• 課題: 下にある「王と妃」第151話のあらすじのうち、「王と妃 第151話 引き裂かれた母子」から「子を呪っているからですー。」」までを、その語句も含めて一字一句そのまま書き写してもらえますか？

• 掲載本文:
王と妃 第151話 引き裂かれた母子
あらすじ
夜の宮殿。
王妃ユン氏は仁粋大妃の画策で王子(燕山君)を引き離されついに堪忍袋の緒が切れました。王妃ユン氏は侍女のサモルに水刺間のカン尚宮にチョン貴人と第二王子に毒薬を使うよう命じました。王妃ユン氏の母は泣いてやめるように乞いました。王妃ユン氏はチョン貴人とオム貴人に中傷されたせいでこうなったのだからと泣いて母に言いました。
「チョン貴人は息子を王にしようとしているのです!王子がひきつけを起こしたのはあの女どもが王子を呪っているからですー。」
王妃ユン氏は突然首を押さえて苦しみ意識を失いました。
チョン貴人とオム貴人は呪いの矢を的に射り巫女が鈴を鳴らして王妃を呪っていました。

• 保存された行:
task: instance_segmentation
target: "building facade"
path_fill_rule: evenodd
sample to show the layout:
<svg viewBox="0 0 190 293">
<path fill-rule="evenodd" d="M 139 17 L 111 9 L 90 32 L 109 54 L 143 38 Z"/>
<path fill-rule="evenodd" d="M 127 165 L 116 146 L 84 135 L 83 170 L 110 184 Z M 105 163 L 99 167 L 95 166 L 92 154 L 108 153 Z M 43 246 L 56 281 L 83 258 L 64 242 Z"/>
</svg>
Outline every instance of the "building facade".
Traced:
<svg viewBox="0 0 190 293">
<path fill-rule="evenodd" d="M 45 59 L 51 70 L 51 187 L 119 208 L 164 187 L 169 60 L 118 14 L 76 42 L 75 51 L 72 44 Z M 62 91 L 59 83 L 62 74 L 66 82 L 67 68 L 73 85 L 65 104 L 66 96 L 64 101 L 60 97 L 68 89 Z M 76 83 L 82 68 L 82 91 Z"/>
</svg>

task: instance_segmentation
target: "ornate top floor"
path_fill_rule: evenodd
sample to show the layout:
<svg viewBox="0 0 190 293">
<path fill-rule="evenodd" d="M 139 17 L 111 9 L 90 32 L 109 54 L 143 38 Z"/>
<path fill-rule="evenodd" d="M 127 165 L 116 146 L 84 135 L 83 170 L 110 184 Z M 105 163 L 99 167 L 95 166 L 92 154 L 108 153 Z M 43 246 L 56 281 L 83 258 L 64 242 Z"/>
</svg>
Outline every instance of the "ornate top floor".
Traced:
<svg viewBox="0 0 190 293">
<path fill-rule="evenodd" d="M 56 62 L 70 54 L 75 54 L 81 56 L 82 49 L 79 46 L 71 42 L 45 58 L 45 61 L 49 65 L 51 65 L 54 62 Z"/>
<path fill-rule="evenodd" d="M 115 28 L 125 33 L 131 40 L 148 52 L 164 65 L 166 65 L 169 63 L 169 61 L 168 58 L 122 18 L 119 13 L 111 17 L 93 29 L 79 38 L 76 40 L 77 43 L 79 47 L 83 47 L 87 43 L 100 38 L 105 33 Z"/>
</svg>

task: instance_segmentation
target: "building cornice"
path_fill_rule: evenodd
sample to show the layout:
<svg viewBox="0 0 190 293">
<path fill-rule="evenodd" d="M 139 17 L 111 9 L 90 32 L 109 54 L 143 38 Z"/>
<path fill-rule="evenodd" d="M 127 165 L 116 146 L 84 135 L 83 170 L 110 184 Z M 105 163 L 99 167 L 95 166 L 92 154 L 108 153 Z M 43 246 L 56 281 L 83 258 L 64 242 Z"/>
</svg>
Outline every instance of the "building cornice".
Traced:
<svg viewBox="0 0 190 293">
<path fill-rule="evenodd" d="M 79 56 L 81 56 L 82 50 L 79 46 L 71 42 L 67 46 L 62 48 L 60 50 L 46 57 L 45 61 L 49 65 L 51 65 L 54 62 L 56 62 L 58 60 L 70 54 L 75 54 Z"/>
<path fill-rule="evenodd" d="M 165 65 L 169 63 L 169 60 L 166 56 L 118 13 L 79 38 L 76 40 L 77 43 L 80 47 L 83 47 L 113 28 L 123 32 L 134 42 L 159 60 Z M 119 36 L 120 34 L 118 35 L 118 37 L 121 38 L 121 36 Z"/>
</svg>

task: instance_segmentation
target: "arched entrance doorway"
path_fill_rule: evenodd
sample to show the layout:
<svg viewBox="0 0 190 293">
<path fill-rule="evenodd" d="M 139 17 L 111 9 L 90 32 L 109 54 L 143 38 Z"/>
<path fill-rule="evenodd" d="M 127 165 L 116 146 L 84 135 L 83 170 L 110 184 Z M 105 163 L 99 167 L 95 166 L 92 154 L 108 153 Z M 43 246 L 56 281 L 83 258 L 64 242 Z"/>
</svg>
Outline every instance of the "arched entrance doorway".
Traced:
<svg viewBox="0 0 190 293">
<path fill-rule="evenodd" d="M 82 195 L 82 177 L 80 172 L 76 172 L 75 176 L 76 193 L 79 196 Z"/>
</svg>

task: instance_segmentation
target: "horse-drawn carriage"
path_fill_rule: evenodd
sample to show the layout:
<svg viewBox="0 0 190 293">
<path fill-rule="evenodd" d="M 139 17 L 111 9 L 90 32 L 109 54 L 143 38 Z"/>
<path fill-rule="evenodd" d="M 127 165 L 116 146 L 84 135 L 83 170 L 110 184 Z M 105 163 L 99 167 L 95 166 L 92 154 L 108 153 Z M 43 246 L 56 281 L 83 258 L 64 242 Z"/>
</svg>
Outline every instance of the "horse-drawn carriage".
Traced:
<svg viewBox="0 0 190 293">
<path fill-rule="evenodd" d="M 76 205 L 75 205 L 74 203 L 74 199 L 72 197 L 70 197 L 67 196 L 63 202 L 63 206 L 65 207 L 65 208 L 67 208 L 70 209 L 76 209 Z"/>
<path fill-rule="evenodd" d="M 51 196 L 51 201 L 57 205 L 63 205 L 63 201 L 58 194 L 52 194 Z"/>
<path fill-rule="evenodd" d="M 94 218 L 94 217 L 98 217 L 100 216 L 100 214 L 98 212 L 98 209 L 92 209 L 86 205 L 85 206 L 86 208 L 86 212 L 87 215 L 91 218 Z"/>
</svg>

• 解答例:
王と妃 第151話 引き裂かれた母子
あらすじ
夜の宮殿。
王妃ユン氏は仁粋大妃の画策で王子(燕山君)を引き離されついに堪忍袋の緒が切れました。王妃ユン氏は侍女のサモルに水刺間のカン尚宮にチョン貴人と第二王子に毒薬を使うよう命じました。王妃ユン氏の母は泣いてやめるように乞いました。王妃ユン氏はチョン貴人とオム貴人に中傷されたせいでこうなったのだからと泣いて母に言いました。
「チョン貴人は息子を王にしようとしているのです!王子がひきつけを起こしたのはあの女どもが王子を呪っているからですー。」